## Selected extract
246 F.2d 1
57-2 USTC P 9737
EDGEWOOD AMERICAN LEGION POST NO. 448, Inc., Plaintiff-Appellant,
UNITED STATES of America, Defendant-Appellee.
United States Court of Appeals Seventh Circuit.
June 12, 1957.
Rehearing Denied Sept. 9, 1957.
John J. Rochford, Indianapolis, Ind., Paul E. Blackwell, Paul T. Rochford, Indianapolis, Ind., Rochford, Blackwell & Rochford, Indianapolis, Ind., of counsel, for appellant.
Charles K. Rice, Asst. Atty. Gen., Helen A. Buckley, Attorney, U.S. Dept. of Justice, Washington, D.C., Jack C. Brown, U.S. Atty., Indianapolis, Ind., Lee A. Jackson, Attorney, Dept. of Justice, Washington, D.C., Stephen Leonard, Asst. U.S. Atty., Indianapolis, Ind., for appellee.
Before DUFFY, Chief Judge, and MAJOR and SWAIM, Circuit Judges.
MAJOR, Circuit Judge.
Plaintiff is an American Legion Post located in Indianapolis, Indiana, operating under a charter granted by the National Headquarters of the American Legion. It is a not-for-profit corporation organized under the laws of Indiana. Plaintiff commenced the instant action to recover a refund of wagering taxes in the amount of $12,499.37, paid in 1952, together with interest from the date of payment, pursuant to an assessment by the Commissioner of Internal Revenue under Sec. 3285(a) of the Internal Revenue Code of 1939 (Title 26 U.S.C.A. § 3285(a)). The District Court rendered judgment in favor of the defendant, from which plaintiff appeals.
The principal contentions here are that the court erred (1) in its denial of plaintiff's motion for summary judgment, (2) in the admission of evidence and (3) in certain of its findings of fact and conclusions of law.
On October 31, 1951, plaintiff purchased from Leo R. Alhand, as evidenced by bill of sale, a business known as 'ABC' Lottery, and on November 30 of the same year, acquired in like manner from John Brookes the 'Brookes' Baseball Pool. At the time these businesses were transferred to plaintiff, the parties entered into a written agreement which provided for the operation of the baseball pool and lottery by Brookes and Alhand at a stipulated weekly salary. The businesses were thus operated until October 1952, when they were discontinued by plaintiff at the request of the District Office of the American Legion. During the period of these operations plaintiff paid social security and withholding taxes upon the salaries received by Brookes and Alhand as well as other employees. During the period of the operation, the gross receipts from the lottery business amounted to some $50,000, and those from the baseball pool some $589,000, or a total of some $639,000. The Commissioner assessed a tax of $4,764.33 upon the gross receipts from the lottery and $54,692.74 upon the gross receipts from the baseball pool, or a total assessment of $59,457.07. Plaintiff was the recipient of all net proceeds derived from the two operations, which amounted to $3,099.94 on the lottery and $18,973.90 on the baseball pool. During the same period plaintiff's gross receipts from dues and other sources amounted to $11,878.48.
It is conceded that during the relevant period plaintiff was a corporation exempt from Federal income tax under the provisions of Sec. 101(8) of the Internal Revenue Code (Title 26 U.S.C.A.1952 ed., Sec. 101(8)).

## Work instructions
1. Reproduce the passage of the court opinion that begins at the words "June 12, 1957." and stops after "MAJOR, Circuit Judge.".
2. Answer these questions from the court opinion:
(a) What refund amount of wagering taxes did the plaintiff sue to recover?
(b) From whom did the plaintiff purchase the 'ABC' Lottery?
(c) In what month and year did the plaintiff discontinue the two businesses?

## Data lines
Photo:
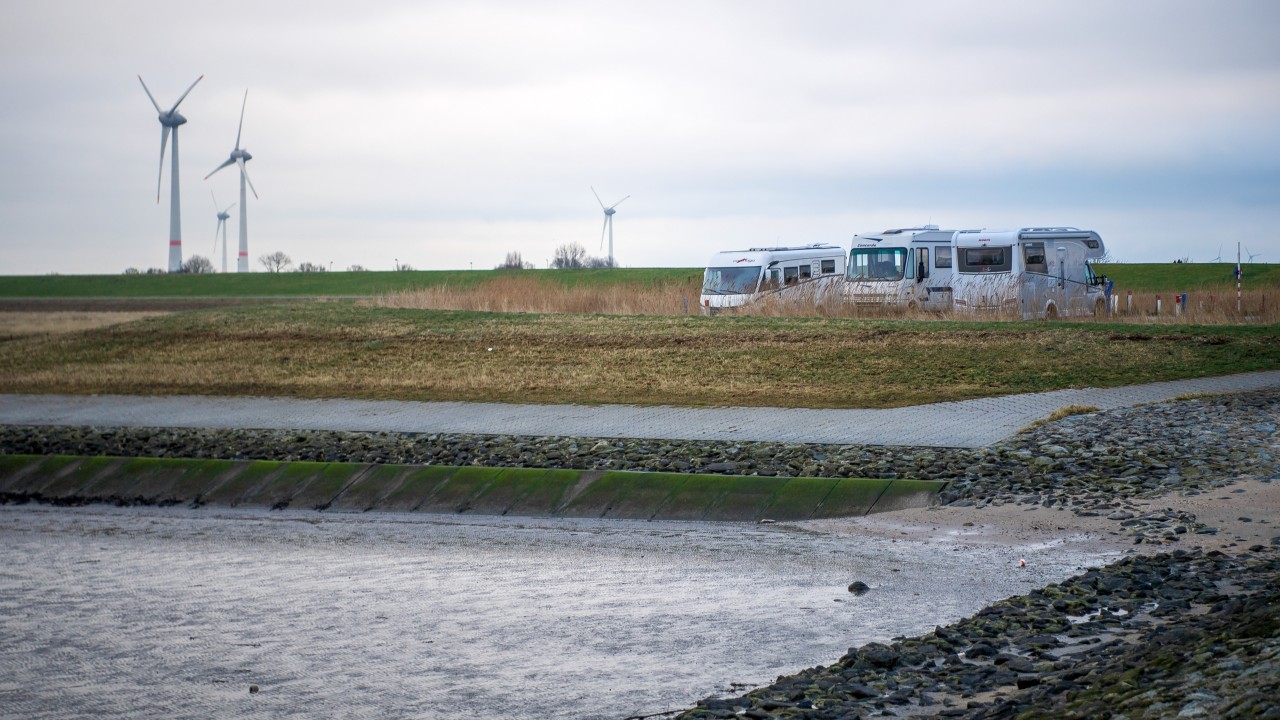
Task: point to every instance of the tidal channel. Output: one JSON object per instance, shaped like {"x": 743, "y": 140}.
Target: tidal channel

## Final answers
1.
June 12, 1957.
Rehearing Denied Sept. 9, 1957.
John J. Rochford, Indianapolis, Ind., Paul E. Blackwell, Paul T. Rochford, Indianapolis, Ind., Rochford, Blackwell & Rochford, Indianapolis, Ind., of counsel, for appellant.
Charles K. Rice, Asst. Atty. Gen., Helen A. Buckley, Attorney, U.S. Dept. of Justice, Washington, D.C., Jack C. Brown, U.S. Atty., Indianapolis, Ind., Lee A. Jackson, Attorney, Dept. of Justice, Washington, D.C., Stephen Leonard, Asst. U.S. Atty., Indianapolis, Ind., for appellee.
Before DUFFY, Chief Judge, and MAJOR and SWAIM, Circuit Judges.
MAJOR, Circuit Judge.

2.
(a) $12,499.37
(b) Leo R. Alhand
(c) October 1952